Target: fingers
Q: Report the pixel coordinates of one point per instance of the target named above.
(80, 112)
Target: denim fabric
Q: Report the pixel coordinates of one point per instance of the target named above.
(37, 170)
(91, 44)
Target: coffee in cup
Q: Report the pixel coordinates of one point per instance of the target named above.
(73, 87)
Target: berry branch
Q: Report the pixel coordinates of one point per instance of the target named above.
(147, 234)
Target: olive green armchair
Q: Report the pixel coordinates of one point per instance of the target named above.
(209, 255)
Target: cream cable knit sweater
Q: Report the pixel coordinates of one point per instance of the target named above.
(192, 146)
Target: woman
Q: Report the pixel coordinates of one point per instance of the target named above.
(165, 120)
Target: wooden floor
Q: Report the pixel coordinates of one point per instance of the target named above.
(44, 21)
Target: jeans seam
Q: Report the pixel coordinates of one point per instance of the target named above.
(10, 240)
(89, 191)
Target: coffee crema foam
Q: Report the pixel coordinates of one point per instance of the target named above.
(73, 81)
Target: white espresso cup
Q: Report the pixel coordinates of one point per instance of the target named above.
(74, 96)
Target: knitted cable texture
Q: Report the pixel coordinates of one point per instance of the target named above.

#### Prompt:
Copy out the records exactly, beginning with the line that contains "Target: berry branch" and continuing through the last line of the records.

#### Solution to the problem:
Target: berry branch
Q: Report the pixel coordinates of one point per instance of the target named above.
(147, 234)
Target: olive green armchair
Q: Report the pixel coordinates of one point per instance of the target named above.
(209, 255)
Target: cream cable knit sweater
Q: Report the pixel coordinates of one point per instance of the target named above.
(192, 146)
Target: woman
Q: Report the pixel coordinates of one point per instance of the target named above.
(165, 120)
Target: wooden floor
Q: Report the pixel coordinates of one point per instance of the target named above.
(44, 21)
Target: jeans seam
Q: Report the pixel coordinates of one point per instance of the target named above.
(10, 240)
(89, 191)
Target: coffee crema foam
Q: Report the pixel coordinates of one point per instance of the target named above.
(73, 81)
Target: white espresso cup
Q: Report the pixel coordinates of one point per instance of the target named above.
(74, 96)
Target: knitted cable texture
Q: Report the pixel coordinates of one point per instance of the target named above.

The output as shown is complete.